Deepseek Performance Monitoring
What is the project about?
The project is a performance monitoring solution specifically designed for the Deepseek API. It measures key performance indicators to assess the API's responsiveness and throughput.
What problem does it solve?
The project helps users understand and track the performance of the Deepseek API over time. It allows for identifying potential bottlenecks, performance degradation, or issues with the API service. It provides quantifiable data for monitoring service level agreements (SLAs).
What are the features of the project?
- Latency Measurement: Measures the time it takes to receive the first token (first_token_latency_ms) and the total response time (total_latency_ms) in milliseconds.
- Throughput Calculation: Calculates the number of tokens processed per second (tokens_per_second).
- Configurable Monitoring: Allows users to set the monitoring interval and the total duration of the test.
- Comprehensive Logging: Saves detailed results to a CSV file, including timestamps, latency, tokens per second, and token counts.
- Multi-Model Support: Supports performance testing for multiple Deepseek models, including
deepseek-chat
anddeepseek-reasoner
. - Random Prompt Generation: Uses a variety of prompts to simulate real-world usage and ensure diverse testing scenarios.
- Error Handling: Logs errors to both the console and the CSV file, allowing the script to continue execution.
- Statistical Analysis: Provides basic performance statistics, including average, maximum, and minimum values for TPS and latency.
- Command-line Interface: Offers command-line options for easy configuration.
What are the technologies used in the project?
- Python 3: The primary programming language.
- LiteLLM: A library used to interact with the Deepseek API.
- Deepseek API: The API being monitored.
What are the benefits of the project?
- Performance Insight: Provides clear metrics to understand Deepseek API performance.
- Proactive Monitoring: Enables early detection of performance issues.
- Data-Driven Decisions: Facilitates informed decisions about API usage and scaling.

Data items:
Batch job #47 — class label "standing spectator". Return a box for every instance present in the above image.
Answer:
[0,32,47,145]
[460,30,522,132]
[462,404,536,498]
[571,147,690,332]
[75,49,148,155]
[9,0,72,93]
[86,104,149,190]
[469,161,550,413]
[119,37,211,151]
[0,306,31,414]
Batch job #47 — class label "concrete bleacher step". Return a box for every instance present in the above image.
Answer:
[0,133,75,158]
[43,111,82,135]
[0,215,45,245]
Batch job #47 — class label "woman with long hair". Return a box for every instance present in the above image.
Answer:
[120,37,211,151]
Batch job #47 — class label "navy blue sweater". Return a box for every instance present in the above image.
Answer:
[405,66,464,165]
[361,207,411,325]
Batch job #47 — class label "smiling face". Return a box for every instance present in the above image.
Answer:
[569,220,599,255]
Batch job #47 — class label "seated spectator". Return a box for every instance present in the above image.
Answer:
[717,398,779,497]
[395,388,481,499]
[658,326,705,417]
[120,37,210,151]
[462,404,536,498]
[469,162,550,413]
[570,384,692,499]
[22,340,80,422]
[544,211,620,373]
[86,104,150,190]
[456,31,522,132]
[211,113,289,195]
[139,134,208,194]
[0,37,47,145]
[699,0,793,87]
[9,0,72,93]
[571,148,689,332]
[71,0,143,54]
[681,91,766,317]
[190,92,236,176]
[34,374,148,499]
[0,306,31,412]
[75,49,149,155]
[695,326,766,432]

Questions:
1. Please decide whether each statement agrees with the project description, answering yes or no and quoting the words that decide it: (a) The CSV file records timestamps. (b) An error stops the script from running. (c) The statistics include median values.
2. List every technology the project description names under its question about technologies used.
3. Using the project description, answer each question on its own line:
(a) In what unit are the latency figures given?
(b) Which library is used to interact with the Deepseek API?
(c) Which two settings can users configure for monitoring?
Answer using only the project description, not the records.

Your responses:
1.
(a) Yes: "Saves detailed results to a CSV file, including timestamps, latency, tokens per second, and token counts."
(b) No: "Logs errors to both the console and the CSV file, allowing the script to continue execution."
(c) No: "including average, maximum, and minimum values for TPS and latency."

2. Python 3, LiteLLM, Deepseek API

3.
(a) Milliseconds
(b) LiteLLM
(c) The monitoring interval and the total duration of the test